* [Tarefa solicitada 1]: De acordo com o trecho sobre o disco Alegria dos Homens, com a versão de qual canção o álbum começa?
* [Tarefa solicitada 2]: Transcreva do trecho sobre o disco Alegria dos Homens a passagem que vai de "Independência ou morte" até "importância da banda.", inclusive.

* [Trecho]:
·····

Ouça: “Pode vir crente que eu estou fervendo”, “Rubens” e “Império dos Sentidos”

Alegria dos Homens, 1991

Independência ou morte

CD Alegria dos Homens

Neste disco, o Premê já estava de volta a São Paulo. “Continuamos independentes, no nosso próprio estúdio, desta vez. É quase um álbum caseiro”, diz Manga sobre o LP considerado um dos mais maduros da banda. “Ele começa com essa versão de ‘Ronda’ [Paulo Vanzolini] que é algo entre o Heavy Metal e a música regional. Nem tem como explicar, tem que ouvir!” Alegria dos Homens é experimental, mas, ao mesmo tempo é o momento em que a conversa com o Rock e Pop assume contornos bastante coesos. Assim, o álbum é uma boa porta de entrada para quem que descobrir a importância da banda.

·····

* [Registros fornecidos]:

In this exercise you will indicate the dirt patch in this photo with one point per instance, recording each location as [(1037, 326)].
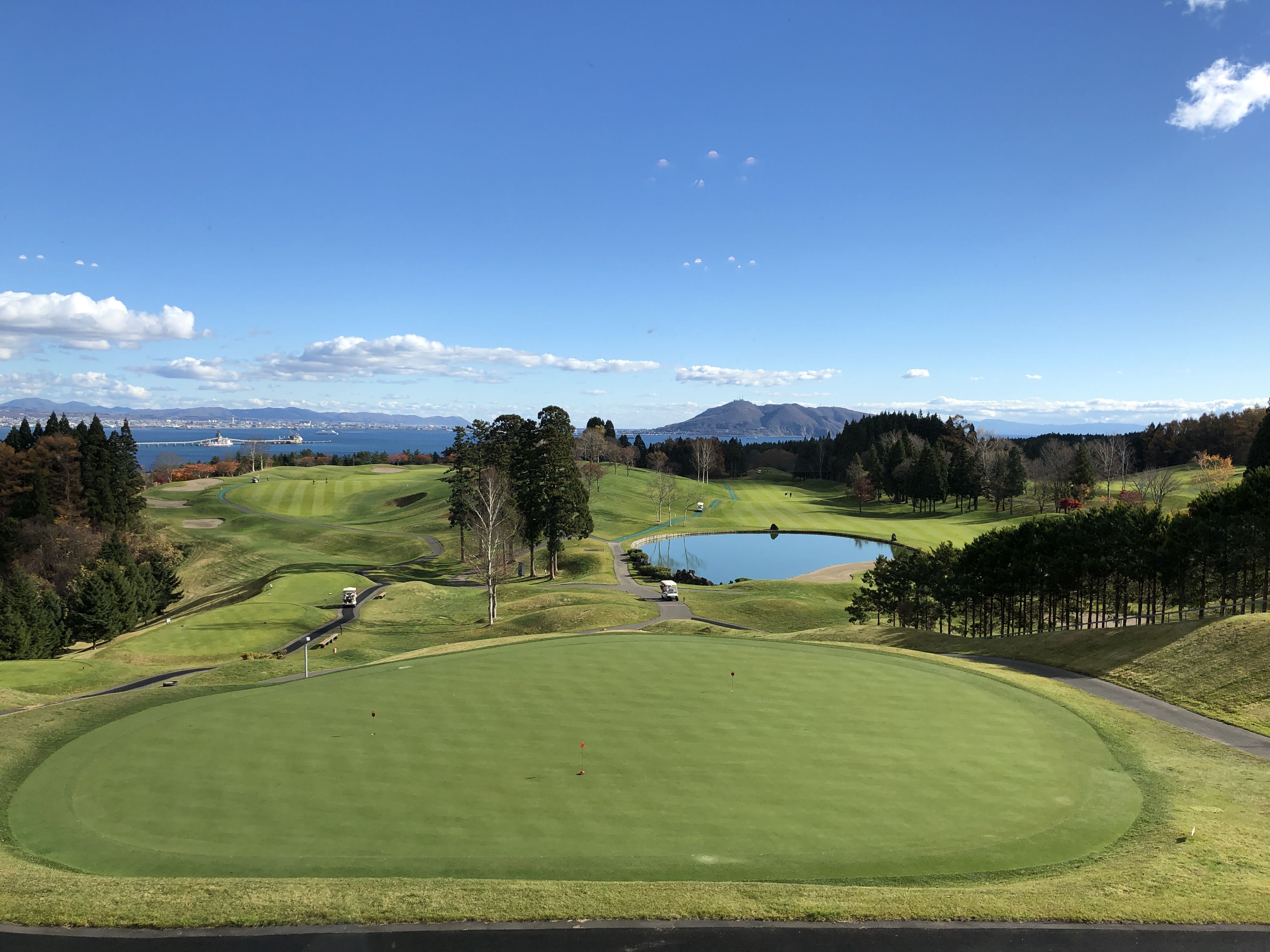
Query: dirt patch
[(835, 573), (401, 502), (192, 485)]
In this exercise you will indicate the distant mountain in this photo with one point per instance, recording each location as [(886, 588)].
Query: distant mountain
[(742, 418), (293, 416)]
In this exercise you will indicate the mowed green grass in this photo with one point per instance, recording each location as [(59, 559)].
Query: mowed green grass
[(775, 498), (815, 762), (286, 609), (1217, 667)]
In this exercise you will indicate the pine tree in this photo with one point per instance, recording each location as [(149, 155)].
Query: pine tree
[(1259, 455), (1016, 475), (1083, 475), (93, 611), (33, 504), (567, 507), (126, 480), (96, 473)]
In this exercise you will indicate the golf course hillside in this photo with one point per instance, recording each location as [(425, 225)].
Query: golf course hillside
[(704, 758), (1216, 667)]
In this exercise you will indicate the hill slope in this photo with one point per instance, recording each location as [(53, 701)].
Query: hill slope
[(1218, 668), (742, 418)]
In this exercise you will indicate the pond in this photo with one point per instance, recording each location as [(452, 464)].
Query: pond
[(756, 555)]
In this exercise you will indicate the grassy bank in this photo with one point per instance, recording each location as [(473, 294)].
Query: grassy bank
[(1218, 668)]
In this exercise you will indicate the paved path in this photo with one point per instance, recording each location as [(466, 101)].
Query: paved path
[(666, 611), (1248, 742)]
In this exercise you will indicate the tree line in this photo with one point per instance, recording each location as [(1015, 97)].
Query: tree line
[(1118, 565), (516, 482), (75, 563)]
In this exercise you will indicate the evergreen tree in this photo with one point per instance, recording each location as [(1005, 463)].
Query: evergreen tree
[(93, 611), (96, 473), (1083, 475), (1016, 475), (33, 504), (460, 477), (126, 480), (1259, 455), (567, 507)]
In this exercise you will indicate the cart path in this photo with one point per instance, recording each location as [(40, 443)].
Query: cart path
[(667, 611), (1239, 738)]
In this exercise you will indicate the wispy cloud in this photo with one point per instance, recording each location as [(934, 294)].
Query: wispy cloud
[(411, 354), (1222, 96), (705, 374), (79, 322)]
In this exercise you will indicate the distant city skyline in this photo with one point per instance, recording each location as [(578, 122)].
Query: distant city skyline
[(1044, 215)]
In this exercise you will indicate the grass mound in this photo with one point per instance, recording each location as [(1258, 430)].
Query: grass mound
[(812, 763), (1218, 668)]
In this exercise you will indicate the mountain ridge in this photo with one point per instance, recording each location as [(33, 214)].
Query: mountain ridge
[(741, 418)]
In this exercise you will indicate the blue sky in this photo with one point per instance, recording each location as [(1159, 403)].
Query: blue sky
[(1010, 210)]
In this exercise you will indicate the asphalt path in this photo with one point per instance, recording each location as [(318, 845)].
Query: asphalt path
[(1245, 740), (678, 936)]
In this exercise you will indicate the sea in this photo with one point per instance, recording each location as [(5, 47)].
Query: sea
[(153, 441)]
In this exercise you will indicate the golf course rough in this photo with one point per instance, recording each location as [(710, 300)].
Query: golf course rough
[(813, 763)]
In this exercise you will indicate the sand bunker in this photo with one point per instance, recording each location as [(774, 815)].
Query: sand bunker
[(192, 485), (835, 573)]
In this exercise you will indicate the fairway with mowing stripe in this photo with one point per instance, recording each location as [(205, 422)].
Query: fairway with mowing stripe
[(816, 763)]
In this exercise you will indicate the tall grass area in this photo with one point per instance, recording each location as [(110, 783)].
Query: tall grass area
[(1218, 667), (775, 498)]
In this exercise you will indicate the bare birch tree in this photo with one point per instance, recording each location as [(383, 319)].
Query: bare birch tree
[(493, 525)]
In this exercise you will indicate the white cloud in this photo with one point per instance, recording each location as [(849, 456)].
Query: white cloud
[(411, 354), (1098, 411), (79, 322), (196, 369), (101, 384), (1222, 96), (705, 374)]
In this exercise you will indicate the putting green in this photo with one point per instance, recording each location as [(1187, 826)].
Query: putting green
[(813, 762)]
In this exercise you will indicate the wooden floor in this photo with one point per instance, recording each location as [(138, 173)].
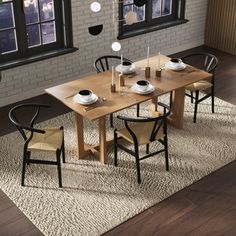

·····

* [Resultado do exercício 1]: O álbum começa com a versão de “Ronda”, de Paulo Vanzolini.

* [Resultado do exercício 2]:
Independência ou morte

CD Alegria dos Homens

Neste disco, o Premê já estava de volta a São Paulo. “Continuamos independentes, no nosso próprio estúdio, desta vez. É quase um álbum caseiro”, diz Manga sobre o LP considerado um dos mais maduros da banda. “Ele começa com essa versão de ‘Ronda’ [Paulo Vanzolini] que é algo entre o Heavy Metal e a música regional. Nem tem como explicar, tem que ouvir!” Alegria dos Homens é experimental, mas, ao mesmo tempo é o momento em que a conversa com o Rock e Pop assume contornos bastante coesos. Assim, o álbum é uma boa porta de entrada para quem que descobrir a importância da banda.